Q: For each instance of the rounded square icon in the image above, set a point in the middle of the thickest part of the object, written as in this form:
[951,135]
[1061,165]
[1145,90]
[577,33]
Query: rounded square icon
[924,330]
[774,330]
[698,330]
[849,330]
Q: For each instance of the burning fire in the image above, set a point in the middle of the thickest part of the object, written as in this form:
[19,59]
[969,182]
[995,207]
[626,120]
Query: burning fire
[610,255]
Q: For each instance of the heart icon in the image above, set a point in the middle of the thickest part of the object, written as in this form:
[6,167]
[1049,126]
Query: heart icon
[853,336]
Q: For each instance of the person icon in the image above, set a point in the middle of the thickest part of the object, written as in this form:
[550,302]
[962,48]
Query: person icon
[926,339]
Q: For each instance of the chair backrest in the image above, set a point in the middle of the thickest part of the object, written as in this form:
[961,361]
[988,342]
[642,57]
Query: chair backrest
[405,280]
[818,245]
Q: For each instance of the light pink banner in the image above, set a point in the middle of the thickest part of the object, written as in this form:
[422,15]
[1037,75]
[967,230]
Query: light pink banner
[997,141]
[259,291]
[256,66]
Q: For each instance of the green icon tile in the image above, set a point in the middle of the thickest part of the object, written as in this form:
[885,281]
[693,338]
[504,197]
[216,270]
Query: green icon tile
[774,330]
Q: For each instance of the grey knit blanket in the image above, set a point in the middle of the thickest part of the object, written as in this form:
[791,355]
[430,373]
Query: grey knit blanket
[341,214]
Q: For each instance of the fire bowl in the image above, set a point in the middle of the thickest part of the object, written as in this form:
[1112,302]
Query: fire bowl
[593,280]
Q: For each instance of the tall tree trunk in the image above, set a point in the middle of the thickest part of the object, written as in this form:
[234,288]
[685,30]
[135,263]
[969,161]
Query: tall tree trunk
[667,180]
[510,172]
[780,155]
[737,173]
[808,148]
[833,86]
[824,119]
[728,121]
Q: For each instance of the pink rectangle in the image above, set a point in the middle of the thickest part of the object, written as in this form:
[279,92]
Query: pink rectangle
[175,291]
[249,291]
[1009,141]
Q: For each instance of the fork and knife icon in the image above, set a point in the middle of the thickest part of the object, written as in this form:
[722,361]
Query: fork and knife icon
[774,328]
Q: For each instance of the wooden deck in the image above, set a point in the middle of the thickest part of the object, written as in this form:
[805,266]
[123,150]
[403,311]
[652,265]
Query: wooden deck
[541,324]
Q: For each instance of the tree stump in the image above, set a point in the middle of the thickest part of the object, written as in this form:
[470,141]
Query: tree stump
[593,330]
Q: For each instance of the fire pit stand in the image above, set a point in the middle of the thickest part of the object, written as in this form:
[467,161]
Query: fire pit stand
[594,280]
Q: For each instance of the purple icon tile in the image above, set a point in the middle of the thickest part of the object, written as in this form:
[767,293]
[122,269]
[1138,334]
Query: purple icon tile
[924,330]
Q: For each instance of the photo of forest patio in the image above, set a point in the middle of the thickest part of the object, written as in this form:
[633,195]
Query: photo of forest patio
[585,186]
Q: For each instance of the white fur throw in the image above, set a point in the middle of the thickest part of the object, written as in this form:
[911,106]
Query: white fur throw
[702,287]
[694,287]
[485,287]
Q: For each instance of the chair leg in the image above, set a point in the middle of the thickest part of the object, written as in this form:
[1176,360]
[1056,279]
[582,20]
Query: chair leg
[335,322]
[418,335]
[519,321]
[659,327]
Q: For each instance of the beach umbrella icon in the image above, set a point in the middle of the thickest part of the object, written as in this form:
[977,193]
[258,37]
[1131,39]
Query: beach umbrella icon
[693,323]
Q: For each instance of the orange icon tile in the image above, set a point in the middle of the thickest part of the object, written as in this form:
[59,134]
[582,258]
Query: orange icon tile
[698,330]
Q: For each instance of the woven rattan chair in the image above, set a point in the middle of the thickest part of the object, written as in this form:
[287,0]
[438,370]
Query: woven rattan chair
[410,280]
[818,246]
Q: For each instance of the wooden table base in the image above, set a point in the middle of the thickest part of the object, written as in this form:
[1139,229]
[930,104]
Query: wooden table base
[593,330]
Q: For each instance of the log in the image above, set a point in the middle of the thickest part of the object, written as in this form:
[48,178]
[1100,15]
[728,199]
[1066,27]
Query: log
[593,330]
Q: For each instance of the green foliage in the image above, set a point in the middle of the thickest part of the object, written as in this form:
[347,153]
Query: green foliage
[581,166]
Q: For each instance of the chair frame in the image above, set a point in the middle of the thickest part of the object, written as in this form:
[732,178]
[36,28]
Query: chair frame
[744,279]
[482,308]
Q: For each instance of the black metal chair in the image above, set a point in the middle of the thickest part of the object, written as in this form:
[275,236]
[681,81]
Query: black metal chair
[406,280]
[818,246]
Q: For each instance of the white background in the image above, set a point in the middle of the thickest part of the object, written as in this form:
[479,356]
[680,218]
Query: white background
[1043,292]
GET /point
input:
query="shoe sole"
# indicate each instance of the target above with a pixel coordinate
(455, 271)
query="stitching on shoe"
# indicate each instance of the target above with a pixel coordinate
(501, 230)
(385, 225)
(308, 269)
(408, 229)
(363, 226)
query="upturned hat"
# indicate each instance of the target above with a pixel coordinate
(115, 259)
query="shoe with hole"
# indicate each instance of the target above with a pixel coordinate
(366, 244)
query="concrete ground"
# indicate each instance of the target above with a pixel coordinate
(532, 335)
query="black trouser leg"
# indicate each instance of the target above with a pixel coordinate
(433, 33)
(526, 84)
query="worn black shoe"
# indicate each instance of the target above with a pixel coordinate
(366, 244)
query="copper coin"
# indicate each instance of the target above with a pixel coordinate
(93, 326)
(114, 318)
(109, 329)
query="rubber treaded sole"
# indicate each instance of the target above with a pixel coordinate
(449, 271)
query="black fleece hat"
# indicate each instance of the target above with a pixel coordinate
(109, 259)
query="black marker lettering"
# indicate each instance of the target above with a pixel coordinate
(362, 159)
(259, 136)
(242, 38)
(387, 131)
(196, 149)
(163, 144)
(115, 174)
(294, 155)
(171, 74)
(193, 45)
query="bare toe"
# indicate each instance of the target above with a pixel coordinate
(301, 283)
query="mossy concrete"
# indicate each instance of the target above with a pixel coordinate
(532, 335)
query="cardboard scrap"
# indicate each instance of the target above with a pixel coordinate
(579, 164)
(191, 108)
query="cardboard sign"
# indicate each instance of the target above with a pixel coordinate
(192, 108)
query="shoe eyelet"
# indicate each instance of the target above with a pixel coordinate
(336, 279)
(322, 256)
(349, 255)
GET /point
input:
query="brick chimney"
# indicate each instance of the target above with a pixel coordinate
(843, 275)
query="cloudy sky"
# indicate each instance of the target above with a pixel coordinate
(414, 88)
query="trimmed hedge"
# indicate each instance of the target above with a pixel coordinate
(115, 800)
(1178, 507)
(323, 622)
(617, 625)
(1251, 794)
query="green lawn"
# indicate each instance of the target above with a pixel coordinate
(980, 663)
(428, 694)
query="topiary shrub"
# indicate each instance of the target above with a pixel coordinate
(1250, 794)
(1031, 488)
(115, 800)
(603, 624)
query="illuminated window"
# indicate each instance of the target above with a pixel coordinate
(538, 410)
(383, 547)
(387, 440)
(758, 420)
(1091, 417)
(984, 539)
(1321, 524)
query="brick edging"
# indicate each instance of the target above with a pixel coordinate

§ **The task**
Only a number is wanted here: the count of lines in the listing above holding the string "shoe".

§ **Result for this task**
5